◆ Task prompt: Could you reproduce the data below with every "pick planner" changed to "grasp planner" and all else left as is? Omit the pictures from your reply.
===== Entries provided =====
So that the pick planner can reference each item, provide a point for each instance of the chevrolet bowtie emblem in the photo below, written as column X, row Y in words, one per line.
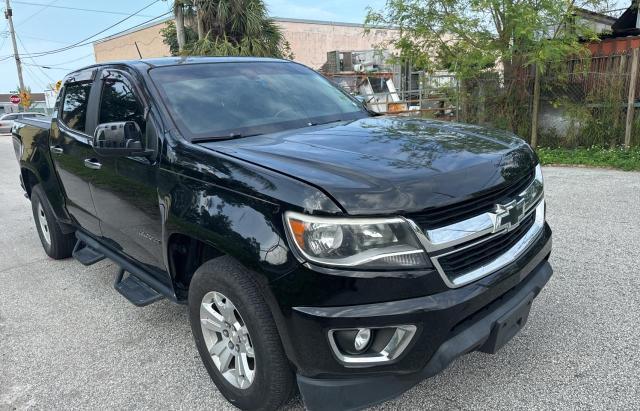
column 508, row 216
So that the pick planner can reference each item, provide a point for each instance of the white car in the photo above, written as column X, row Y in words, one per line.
column 6, row 120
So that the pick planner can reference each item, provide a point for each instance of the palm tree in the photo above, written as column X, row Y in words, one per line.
column 227, row 27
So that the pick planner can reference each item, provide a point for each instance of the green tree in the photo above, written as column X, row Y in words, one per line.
column 224, row 27
column 471, row 36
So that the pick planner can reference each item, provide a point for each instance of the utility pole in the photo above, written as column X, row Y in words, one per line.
=====
◆ Solution to the problem:
So that the grasp planner can reference each item, provide a point for each instance of the chevrolet bowtie emblem in the photo below, written as column X, row Y in words, one per line.
column 508, row 216
So that the grasp planner can reference each item, provide a point for each instance of the white car in the photo above, written as column X, row Y in words, one per line.
column 6, row 120
So that the grasp planner can reference each item, provide a point for each instance of the palm tree in the photo above, written as column X, row Y in words, one per line.
column 227, row 27
So that the grasp planner can reference each item, provide a point for each instance of the green tree in the photo above, written as column X, row Y in words, one per line.
column 224, row 27
column 471, row 36
So that the grasp planner can reference each item, provide a point for each instance of the utility pole in the photo above, written as column X, row Y in words, one per line.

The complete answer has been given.